Setze das folgende Interview mit Heinz-Christian Strache über die Umfragewerte der FPÖ im Anschluss an den letzten Satz fort.
+++ Textauszug +++
Die Presse: Sie haben gesagt, Sie wollen Kanzler werden. Derzeit sieht es allerdings nicht danach aus, als würde Ihr Wunsch in Erfüllung gehen.

Heinz-Christian Strache: Ich bin überzeugt, dass die nächste Nationalratswahl ein Duell zwischen Faymann und Strache darstellen wird. Das haben auch die Umfragen im letzten Jahr gezeigt: In manchen sind wir vor der SPÖ gelegen, in anderen nur knapp dahinter.

Davon kann derzeit aber keine Rede sein. Aktuelle Umfragen sehen die FPÖ nur mehr knapp über 20 Prozent – weit hinter der SPÖ. Wie erklären Sie sich diesen Abschwung?

Ich glaube, dass hier vor allem der Wunsch Vater des Gedankens ist.

Wessen Wunsch? Wollen Sie andeuten, dass die Meinungsforschungsinstitute im Sinne der Regierungsparteien Umfragedaten manipulieren?

Das eine oder andere Institut ist nicht so unabhängig, wie man vielleicht meinen mag. Ich war in den vergangenen Wochen bei etlichen Kirtagen und Volksfesten – und eine so gute Stimmung für die FPÖ habe ich noch nie erlebt.

Kirtage sind aber eher nicht repräsentativ für die Gesamtbevölkerung.

Glauben Sie mir: Wenn ich auf Volksfesten bin, wo tausende Menschen sind, kann ich sehr wohl wahrnehmen, ob ein Stimmungswechsel stattgefunden hat.

Ich nehme an, die Feste, die Sie besucht haben, waren nicht in Kärnten. Dort haben die Freiheitlichen derzeit wenig Grund zum Feiern.

In Kärnten ist vieles aufzuklären. Bis dato steht nur fest, dass der Steuerberater Dietrich Birnbacher und der abgetretene ÖVP-Landesparteichef Josef Martinz jahrelang die Unwahrheit gesagt und Geld kassiert haben.
+++ Erfasste Angaben +++
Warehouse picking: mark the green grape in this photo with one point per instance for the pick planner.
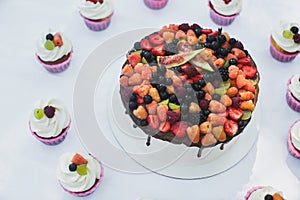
(82, 170)
(38, 113)
(49, 45)
(287, 34)
(173, 106)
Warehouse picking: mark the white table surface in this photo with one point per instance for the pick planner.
(28, 167)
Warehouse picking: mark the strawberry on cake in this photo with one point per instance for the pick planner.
(189, 85)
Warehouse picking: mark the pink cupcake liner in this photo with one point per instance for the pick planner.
(97, 25)
(52, 141)
(252, 190)
(292, 150)
(290, 99)
(281, 56)
(56, 68)
(221, 19)
(92, 189)
(156, 4)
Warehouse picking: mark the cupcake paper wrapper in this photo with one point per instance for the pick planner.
(293, 151)
(92, 189)
(221, 19)
(281, 56)
(154, 4)
(252, 190)
(56, 68)
(290, 99)
(52, 141)
(97, 26)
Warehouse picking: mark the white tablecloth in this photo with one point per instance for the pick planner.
(28, 167)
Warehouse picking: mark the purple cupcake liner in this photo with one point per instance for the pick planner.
(97, 25)
(281, 56)
(252, 190)
(56, 68)
(292, 150)
(221, 19)
(92, 189)
(52, 141)
(156, 4)
(290, 99)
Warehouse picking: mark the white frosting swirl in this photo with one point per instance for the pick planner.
(295, 135)
(55, 54)
(287, 45)
(233, 7)
(295, 86)
(261, 193)
(96, 11)
(74, 182)
(50, 127)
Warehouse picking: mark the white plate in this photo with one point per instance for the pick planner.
(107, 133)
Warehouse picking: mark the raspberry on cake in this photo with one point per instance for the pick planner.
(189, 85)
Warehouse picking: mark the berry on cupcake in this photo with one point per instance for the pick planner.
(79, 174)
(285, 41)
(54, 51)
(49, 121)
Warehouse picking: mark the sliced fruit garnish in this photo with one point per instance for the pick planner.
(235, 113)
(230, 127)
(159, 50)
(164, 127)
(177, 59)
(78, 159)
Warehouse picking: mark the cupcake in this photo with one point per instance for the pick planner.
(264, 193)
(49, 122)
(285, 41)
(54, 51)
(96, 14)
(155, 4)
(293, 92)
(223, 12)
(79, 174)
(294, 139)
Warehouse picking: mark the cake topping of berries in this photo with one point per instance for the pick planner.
(189, 84)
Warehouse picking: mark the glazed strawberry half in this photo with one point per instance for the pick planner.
(190, 85)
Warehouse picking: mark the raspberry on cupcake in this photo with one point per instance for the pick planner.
(97, 14)
(285, 41)
(49, 121)
(79, 174)
(54, 51)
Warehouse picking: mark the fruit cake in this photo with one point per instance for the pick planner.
(189, 85)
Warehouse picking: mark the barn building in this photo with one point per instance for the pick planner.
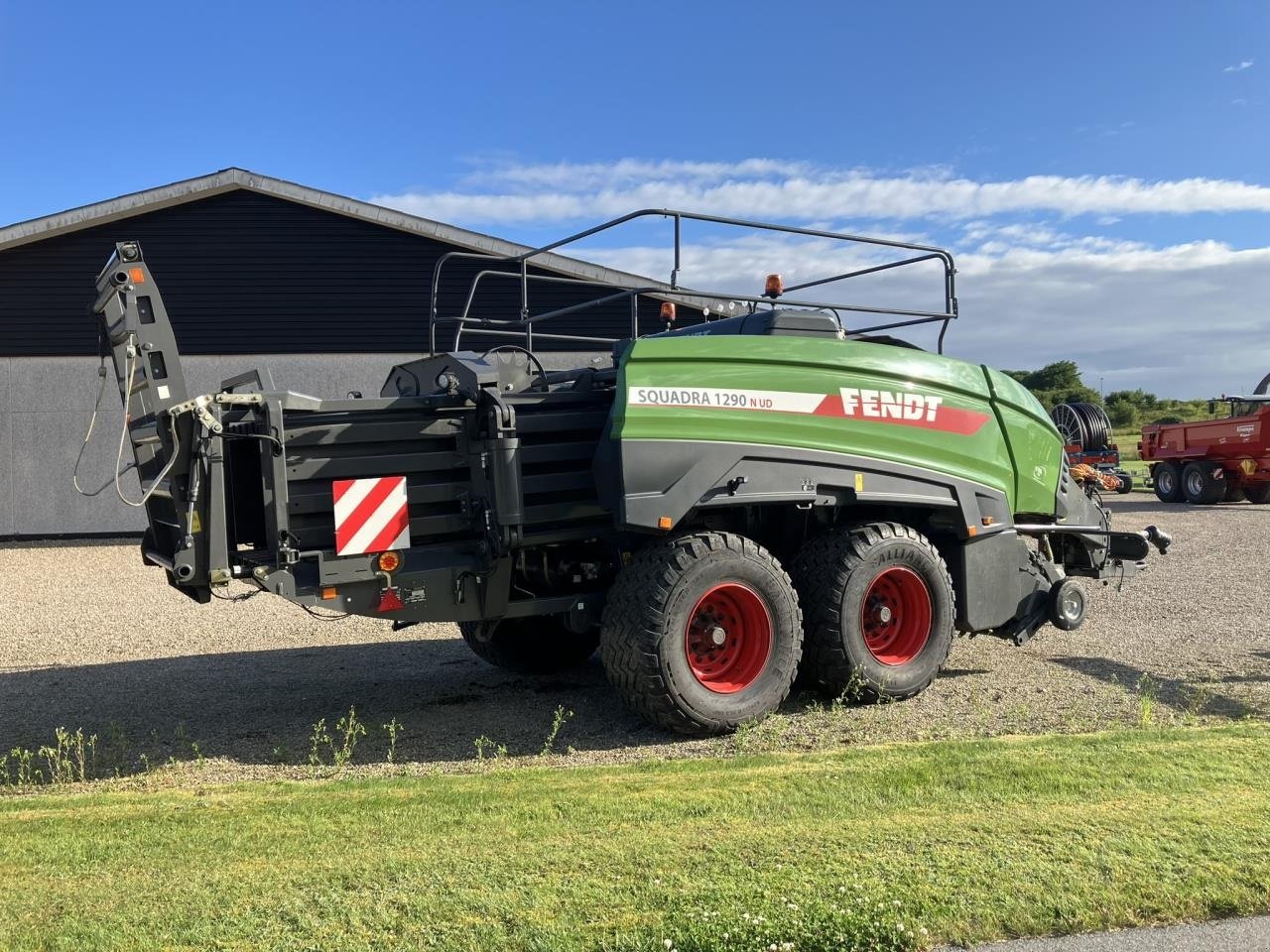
(320, 293)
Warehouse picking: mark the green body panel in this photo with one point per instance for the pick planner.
(1012, 434)
(1034, 442)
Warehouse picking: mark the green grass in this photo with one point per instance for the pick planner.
(974, 839)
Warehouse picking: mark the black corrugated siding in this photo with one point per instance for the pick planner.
(248, 273)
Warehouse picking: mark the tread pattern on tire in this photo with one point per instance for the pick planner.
(824, 566)
(1176, 471)
(1213, 489)
(634, 620)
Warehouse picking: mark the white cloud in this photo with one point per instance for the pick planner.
(790, 190)
(1188, 318)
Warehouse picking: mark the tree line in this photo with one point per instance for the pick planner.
(1061, 382)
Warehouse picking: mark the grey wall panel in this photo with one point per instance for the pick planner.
(46, 404)
(5, 453)
(248, 273)
(45, 500)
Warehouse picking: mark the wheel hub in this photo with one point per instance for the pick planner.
(728, 638)
(897, 615)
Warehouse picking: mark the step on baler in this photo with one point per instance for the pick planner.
(719, 508)
(1223, 460)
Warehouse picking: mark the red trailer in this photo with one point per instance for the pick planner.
(1213, 461)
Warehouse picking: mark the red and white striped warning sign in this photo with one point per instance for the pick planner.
(371, 516)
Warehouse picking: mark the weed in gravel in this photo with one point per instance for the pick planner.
(1148, 698)
(318, 739)
(758, 735)
(394, 731)
(341, 747)
(348, 729)
(558, 721)
(70, 757)
(488, 751)
(24, 772)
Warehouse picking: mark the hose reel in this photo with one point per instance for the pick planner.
(1084, 425)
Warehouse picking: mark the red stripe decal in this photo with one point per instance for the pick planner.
(948, 419)
(365, 509)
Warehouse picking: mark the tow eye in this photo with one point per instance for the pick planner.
(390, 598)
(1160, 539)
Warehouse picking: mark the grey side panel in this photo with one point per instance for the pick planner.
(674, 477)
(994, 579)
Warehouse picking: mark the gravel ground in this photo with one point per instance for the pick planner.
(91, 639)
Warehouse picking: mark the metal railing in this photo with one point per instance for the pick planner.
(675, 291)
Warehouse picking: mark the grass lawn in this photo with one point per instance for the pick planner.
(971, 839)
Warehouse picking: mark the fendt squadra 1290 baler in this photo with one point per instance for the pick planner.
(720, 508)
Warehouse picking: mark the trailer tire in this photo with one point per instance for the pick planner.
(1259, 494)
(898, 652)
(534, 645)
(1169, 483)
(1203, 483)
(674, 603)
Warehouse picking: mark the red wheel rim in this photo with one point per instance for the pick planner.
(728, 638)
(896, 616)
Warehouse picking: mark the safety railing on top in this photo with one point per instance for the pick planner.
(526, 321)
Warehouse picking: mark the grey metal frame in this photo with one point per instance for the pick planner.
(526, 321)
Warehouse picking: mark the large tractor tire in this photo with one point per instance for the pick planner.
(1259, 494)
(538, 645)
(1203, 483)
(878, 608)
(1167, 479)
(702, 633)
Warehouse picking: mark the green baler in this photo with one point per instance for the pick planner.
(722, 507)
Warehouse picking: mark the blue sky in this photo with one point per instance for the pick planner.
(1100, 169)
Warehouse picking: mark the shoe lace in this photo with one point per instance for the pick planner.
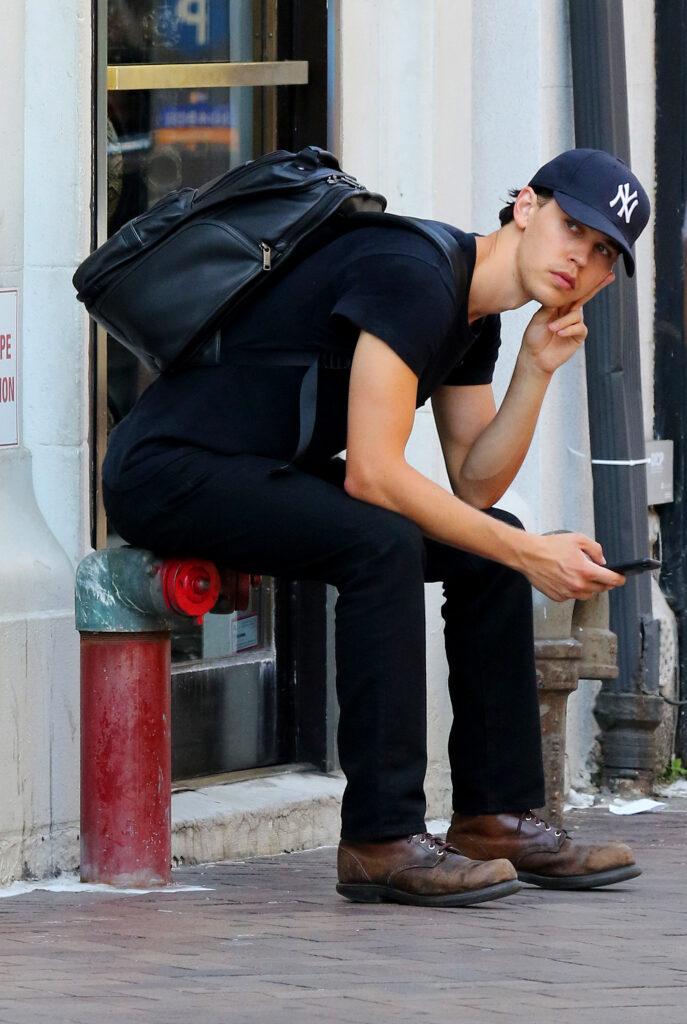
(541, 823)
(432, 842)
+++
■ Richtige Antwort
Birnbacher belastet aber auch den freiheitlichen Landesrat Harald Dobernig und den abgetretenen FPK-Chef Uwe Scheuch: Die beiden sollen einen Anteil – 500.000 Euro – aus dem Sechs-Millionen-Honorar für das Hypo-Gutachten gefordert haben.

Das bestreiten beide. Ich habe eher den Eindruck, dass Herr Birnbacher und andere jetzt versuchen, sich an einem Toten abzuputzen, nämlich am verstorbenen Landeshauptmann Jörg Haider.

Das tun Sie doch auch. Sie haben gesagt, Haider habe sich vom System korrumpieren lassen.

Nein. Korrumpiert heißt nicht, dass er korrupt war. Es bedeutet, dass Haider von einem System, das er aufbrechen wollte, eingefangen wurde. Warum auch immer.

Haider wurde nicht eingefangen – er war die zentrale Figur im System Kärnten.

Wir haben in ganz Österreich seit Jahrzehnten ein System, das aufzubrechen beginnt. Dabei zeigt sich, wie die Parteien skandalöserweise mit Steuergeld umgegangen sind.

Siehe Kärnten.

Ich lasse kein Kärnten- und Haider-Bashing zu. Schauen Sie einmal nach Wien, nach Niederösterreich. Der Skylink-Terminal etwa. Manche Landesfürsten glauben, alles sei ihr Eigentum. Das funktioniert jetzt nicht mehr.

Mag sein, dass es verdeckte Parteienfinanzierung nicht nur in Kärnten gibt. Aber nirgendwo ist sie so unverschämt zutage getreten wie dort.

Wo bitte? Nennen Sie mir irgendein Beispiel, wo die Freiheitlichen in Kärnten einem solchen Vorwurf ausgesetzt wurden.

Uwe Scheuch, bis vor Kurzem auch Landeshauptmann-Stellvertreter, wurde in der sogenannten Part-of-the-game-Affäre verurteilt. Da ging es um verdeckte Parteienfinanzierung.

Gegen unseren Kooperationspartner in Kärnten werden Vorwürfe erhoben, die aufzuklären sind, aber nicht stimmen müssen. Wenn etwas dran ist, sind natürlich die entsprechenden Konsequenzen zu ziehen.

Nämlich welche?

Wer sich etwas zuschulden kommen hat lassen, hat in unserer Partei nichts verloren.

Interessant. Die steirische Abgeordnete Susanne Winter wurde 2008 wegen Verhetzung verurteilt, weil sie gesagt hat, Mohammed wäre in der heutigen Zeit ein Kinderschänder. Im Nationalrat sitzt sie noch immer.

Susanne Winter ist für mich eine gerichtlich anerkannte Islamismuskritikerin. Sie hat ihre Meinung artikuliert und wurde dafür mit einem Meinungsurteil bestraft. Das ist etwas völlig anderes als ein Korruptionsdelikt.

Zweifeln Sie das Urteil an?

Ich respektiere es – bezweifle aber, dass es für die demokratische Entwicklung eines Landes gut ist, wenn man solche Debatten gleich vor Gericht austrägt. Die gehören ins Parlament.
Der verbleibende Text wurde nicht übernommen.